----- DATA FOR THIS EXERCISE

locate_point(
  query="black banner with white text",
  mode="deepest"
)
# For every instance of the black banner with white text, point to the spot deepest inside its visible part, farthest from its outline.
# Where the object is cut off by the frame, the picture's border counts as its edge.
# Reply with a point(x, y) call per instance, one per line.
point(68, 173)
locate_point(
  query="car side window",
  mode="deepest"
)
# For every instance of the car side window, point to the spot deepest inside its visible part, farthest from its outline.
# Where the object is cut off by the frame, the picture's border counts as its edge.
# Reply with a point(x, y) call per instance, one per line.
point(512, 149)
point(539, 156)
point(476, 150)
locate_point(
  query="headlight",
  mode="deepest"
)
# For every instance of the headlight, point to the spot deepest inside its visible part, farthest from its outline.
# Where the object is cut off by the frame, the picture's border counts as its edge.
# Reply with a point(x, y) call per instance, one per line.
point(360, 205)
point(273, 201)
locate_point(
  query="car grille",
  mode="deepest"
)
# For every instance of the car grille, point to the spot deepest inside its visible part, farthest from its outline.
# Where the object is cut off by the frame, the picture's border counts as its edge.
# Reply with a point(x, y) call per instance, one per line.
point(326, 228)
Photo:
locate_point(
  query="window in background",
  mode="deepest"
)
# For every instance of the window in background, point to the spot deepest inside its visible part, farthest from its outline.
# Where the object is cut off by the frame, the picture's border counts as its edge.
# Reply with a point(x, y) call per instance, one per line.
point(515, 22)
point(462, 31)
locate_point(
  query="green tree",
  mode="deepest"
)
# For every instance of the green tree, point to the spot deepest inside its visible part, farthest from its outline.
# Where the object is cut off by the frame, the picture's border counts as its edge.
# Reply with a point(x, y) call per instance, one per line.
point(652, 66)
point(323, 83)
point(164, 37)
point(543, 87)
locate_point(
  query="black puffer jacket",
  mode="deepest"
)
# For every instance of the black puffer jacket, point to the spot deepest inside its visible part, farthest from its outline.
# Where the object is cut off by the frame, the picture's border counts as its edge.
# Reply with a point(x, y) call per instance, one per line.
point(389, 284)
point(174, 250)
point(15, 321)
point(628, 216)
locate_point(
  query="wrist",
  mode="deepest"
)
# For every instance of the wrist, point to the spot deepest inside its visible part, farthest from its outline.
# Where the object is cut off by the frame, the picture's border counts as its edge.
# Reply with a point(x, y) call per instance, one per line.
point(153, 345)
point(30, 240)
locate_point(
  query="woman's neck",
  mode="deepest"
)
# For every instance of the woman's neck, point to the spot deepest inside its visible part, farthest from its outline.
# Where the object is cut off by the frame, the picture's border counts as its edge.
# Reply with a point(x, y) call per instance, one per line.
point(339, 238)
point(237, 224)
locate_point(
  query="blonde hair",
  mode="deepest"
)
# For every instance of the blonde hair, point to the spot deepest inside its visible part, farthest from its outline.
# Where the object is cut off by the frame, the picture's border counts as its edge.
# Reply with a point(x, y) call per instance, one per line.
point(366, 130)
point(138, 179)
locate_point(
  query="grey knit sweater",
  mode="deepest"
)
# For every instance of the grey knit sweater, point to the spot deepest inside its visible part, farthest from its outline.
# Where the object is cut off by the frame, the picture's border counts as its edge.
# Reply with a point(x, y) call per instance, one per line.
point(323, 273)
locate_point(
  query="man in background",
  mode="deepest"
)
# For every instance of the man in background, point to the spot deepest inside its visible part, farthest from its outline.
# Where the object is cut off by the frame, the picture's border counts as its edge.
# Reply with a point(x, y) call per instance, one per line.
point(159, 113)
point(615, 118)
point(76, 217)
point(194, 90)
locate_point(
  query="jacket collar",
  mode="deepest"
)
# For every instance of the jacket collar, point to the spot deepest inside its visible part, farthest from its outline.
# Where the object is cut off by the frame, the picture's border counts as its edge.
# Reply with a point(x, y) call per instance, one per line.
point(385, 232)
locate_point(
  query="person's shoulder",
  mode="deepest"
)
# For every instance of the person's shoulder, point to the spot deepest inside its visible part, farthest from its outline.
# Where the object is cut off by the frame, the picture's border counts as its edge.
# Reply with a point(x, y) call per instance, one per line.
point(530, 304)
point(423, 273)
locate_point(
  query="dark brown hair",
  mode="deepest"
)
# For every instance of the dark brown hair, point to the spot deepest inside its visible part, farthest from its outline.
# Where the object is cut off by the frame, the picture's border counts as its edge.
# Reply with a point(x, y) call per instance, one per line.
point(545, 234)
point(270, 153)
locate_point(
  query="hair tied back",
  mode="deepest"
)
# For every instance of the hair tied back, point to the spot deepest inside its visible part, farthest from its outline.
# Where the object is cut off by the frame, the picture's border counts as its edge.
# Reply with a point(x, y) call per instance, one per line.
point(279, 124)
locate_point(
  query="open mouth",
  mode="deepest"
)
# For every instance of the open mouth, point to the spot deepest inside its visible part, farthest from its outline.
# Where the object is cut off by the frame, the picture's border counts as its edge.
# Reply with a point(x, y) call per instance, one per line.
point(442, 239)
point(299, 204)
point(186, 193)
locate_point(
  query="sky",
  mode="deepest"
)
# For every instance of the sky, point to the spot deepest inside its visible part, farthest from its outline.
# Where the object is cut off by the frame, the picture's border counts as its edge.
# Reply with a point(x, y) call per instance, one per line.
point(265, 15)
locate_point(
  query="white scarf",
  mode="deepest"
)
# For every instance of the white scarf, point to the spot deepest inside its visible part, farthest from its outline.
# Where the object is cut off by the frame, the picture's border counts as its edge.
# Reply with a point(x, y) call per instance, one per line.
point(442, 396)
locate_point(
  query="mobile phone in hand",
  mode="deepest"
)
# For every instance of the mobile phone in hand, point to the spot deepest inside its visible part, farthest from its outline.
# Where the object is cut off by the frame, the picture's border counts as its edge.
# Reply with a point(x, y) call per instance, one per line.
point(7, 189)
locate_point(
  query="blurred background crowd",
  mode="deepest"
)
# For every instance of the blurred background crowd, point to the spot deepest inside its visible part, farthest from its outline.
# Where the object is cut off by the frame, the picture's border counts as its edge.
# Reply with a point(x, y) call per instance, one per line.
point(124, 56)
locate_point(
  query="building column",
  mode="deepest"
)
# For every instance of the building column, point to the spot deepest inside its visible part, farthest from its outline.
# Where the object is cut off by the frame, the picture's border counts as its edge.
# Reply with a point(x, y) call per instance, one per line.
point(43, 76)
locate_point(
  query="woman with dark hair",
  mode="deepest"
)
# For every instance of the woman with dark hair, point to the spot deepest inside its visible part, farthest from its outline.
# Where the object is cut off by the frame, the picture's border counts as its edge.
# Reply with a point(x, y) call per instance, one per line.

----------

*WHAT IS ASKED:*
Extract every line of the collection entries above and reproduce them verbatim.

*EXERCISE ANSWER:*
locate_point(
  query="black banner with white text",
  mode="deepest"
)
# For every instance of the black banner with white text, point to the spot deepest inside its visible part, farthest from its outline.
# Where the object is cut off by the frame, the picture's border counts as its edge.
# Reply with a point(x, y) call per instance, one per line.
point(68, 173)
locate_point(
  query="car side window",
  mode="deepest"
)
# For every instance of the car side window, point to the spot deepest inside its visible part, farthest from its outline.
# Where the object is cut off by the frame, the picture's border counts as its edge.
# Reply with a point(x, y) call per instance, one per line.
point(512, 149)
point(539, 156)
point(476, 150)
locate_point(
  query="headlight",
  mode="deepest"
)
# For every instance of the headlight, point to the spot deepest inside its visible part, farthest from its outline.
# Where the object is cut off by the frame, the picture's border counts as its edge.
# Reply with a point(x, y) call per instance, one per line.
point(360, 205)
point(273, 201)
locate_point(
  query="car grille",
  mode="deepest"
)
# For every instance of the car grille, point to the spot deepest inside its visible part, farthest from its outline.
# Where the object is cut off by the frame, the picture's border counts as its edge.
# Reply with a point(x, y) call per instance, one per line.
point(326, 228)
Photo:
locate_point(
  query="window in background",
  mode="deepest"
)
# For every instance of the window in background, point to the spot deepest inside its visible part, farthest from its outline.
# Where the object is cut off by the frame, the picture's border counts as its edge.
# Reply with a point(x, y) call per instance, one per line.
point(515, 22)
point(462, 31)
locate_point(
  query="green tree",
  mode="deepest"
)
# For every instance of the green tree, point to the spot deepest inside its visible part, farthest from its outline.
# Where the object is cut off by the frame, the picture's border counts as its edge.
# Reply with a point(x, y) call per instance, one per line.
point(652, 66)
point(323, 83)
point(164, 37)
point(543, 87)
locate_point(
  query="black puffer jacket",
  mode="deepest"
)
# For every instance of the black puffer jacket, point to the spot deepest inside its visible part, farthest from its outline.
# Where the object is cut off by the frame, the picture's border counts as its edge.
# Reply with a point(x, y) call per instance, one per line.
point(389, 284)
point(174, 250)
point(15, 321)
point(628, 216)
locate_point(
  query="wrist",
  mode="deepest"
)
# For every instance of the wrist, point to the spot deepest inside its visible part, farthest from its outline.
# Where the object is cut off by the frame, the picture's border counts as its edge.
# Reply with a point(x, y) call per instance, one per line.
point(153, 345)
point(30, 240)
locate_point(
  query="woman's neck",
  mode="deepest"
)
# For every instance of the woman's neck, point to the spot deepest inside its visible part, farthest from its outline.
# Where the object is cut off by the frame, the picture's border counts as its edge.
# Reply with a point(x, y) call per instance, one per line.
point(339, 238)
point(237, 224)
locate_point(
  query="blonde hair",
  mode="deepest"
)
# For every instance of the blonde hair, point to the spot deepest inside its visible part, farthest from its outline.
# Where the object is cut off by the frame, the picture's border counts as its edge.
# Reply with a point(x, y) call per instance, one per line.
point(366, 130)
point(138, 179)
locate_point(
  query="grey knit sweater",
  mode="deepest"
)
# For every instance of the grey knit sweater, point to the spot deepest inside its visible part, farthest from its outline.
# Where the object is cut off by the frame, the picture's border counts as its edge.
# Reply with a point(x, y) call per instance, one per line.
point(323, 273)
locate_point(
  query="man in background",
  mode="deepest"
)
# For every instance of the man in background, point to the spot deepest inside its visible part, farthest from its outline.
# Where the object is cut off by the frame, the picture's border counts as its edge.
# Reply with a point(x, y) call per instance, one per line.
point(159, 113)
point(615, 118)
point(76, 217)
point(194, 90)
locate_point(
  query="jacket collar",
  mode="deepest"
)
# For every instance of the jacket collar, point to the spot deepest inside its visible part, farthest from its outline.
# Where the object is cut off by the frame, the picture's border counts as its edge.
# Reply with a point(x, y) call per instance, one per line.
point(385, 232)
locate_point(
  query="person's shoulder",
  mode="deepest"
)
# For every instance of the person's shoulder, point to the spot deepest inside its visible part, farthest from its outline.
# Where the object is cut off by the frame, the picture's border counts as its edge.
# Reply with a point(x, y) call per instance, one per line.
point(530, 304)
point(423, 273)
locate_point(
  query="dark brown hair",
  mode="deepest"
)
# For every instance of the dark brown hair, point to the spot deepest inside its visible part, farthest from its outline.
# Where the object is cut off by the frame, the picture's border counts as its edge.
# Reply with a point(x, y) call per instance, one per line.
point(545, 234)
point(270, 153)
locate_point(
  query="hair tied back",
  mode="deepest"
)
# For every instance of the hair tied back, point to the spot deepest inside its visible part, farthest from its outline.
# Where the object is cut off by the frame, the picture's border counts as its edge.
# Reply with a point(x, y) call per instance, one per line.
point(279, 124)
locate_point(
  query="open mouth",
  mode="deepest"
)
# For every instance of the open mouth, point to the spot deepest inside its visible part, farthest from its outline.
# Where the object is cut off by the frame, the picture's border counts as its edge.
# Reply with a point(x, y) call per instance, one per line.
point(442, 239)
point(299, 204)
point(186, 193)
locate_point(
  query="sky",
  mode="deepest"
)
# For every instance of the sky, point to the spot deepest inside its visible part, farthest from its outline.
# Where the object is cut off by the frame, the picture's border counts as its edge.
# Reply with a point(x, y) call per instance, one per line.
point(265, 15)
locate_point(
  query="white scarf",
  mode="deepest"
)
# For every instance of the white scarf, point to the spot deepest inside its visible part, farthest from its outline.
# Where the object is cut off by the frame, the picture's border counts as its edge.
# Reply with a point(x, y) call per instance, one per line.
point(442, 396)
locate_point(
  query="mobile phone in hand",
  mode="deepest"
)
# For every instance of the mobile phone in hand, point to the spot deepest inside its visible part, farthest from its outline.
# Where the object is cut off by the frame, the picture's border counts as its edge.
# Reply with a point(x, y) call per instance, one per line.
point(7, 189)
locate_point(
  query="blurred background crowd",
  mode="deepest"
)
# For every instance of the blurred background crowd, point to the spot deepest inside its visible part, farthest from its outline.
# Where the object is cut off by the frame, the picture's border counts as its edge.
# Reply with a point(x, y) call per instance, one per line.
point(124, 56)
locate_point(
  query="building column",
  mode="deepest"
)
# For every instance of the building column, point to the spot deepest inside its visible part, farthest from its outline.
# Where the object is cut off by the frame, the picture's border counts as its edge.
# Reply with a point(x, y) call per instance, one per line.
point(43, 76)
locate_point(
  query="woman with dark hair",
  mode="deepest"
)
# For every instance of the woman with dark hair, point to the spot deepest inside its visible part, farthest from its outline.
# Where the object is cut off by the frame, the picture's border counts as its edge.
# Reply with a point(x, y) call per instance, one per line.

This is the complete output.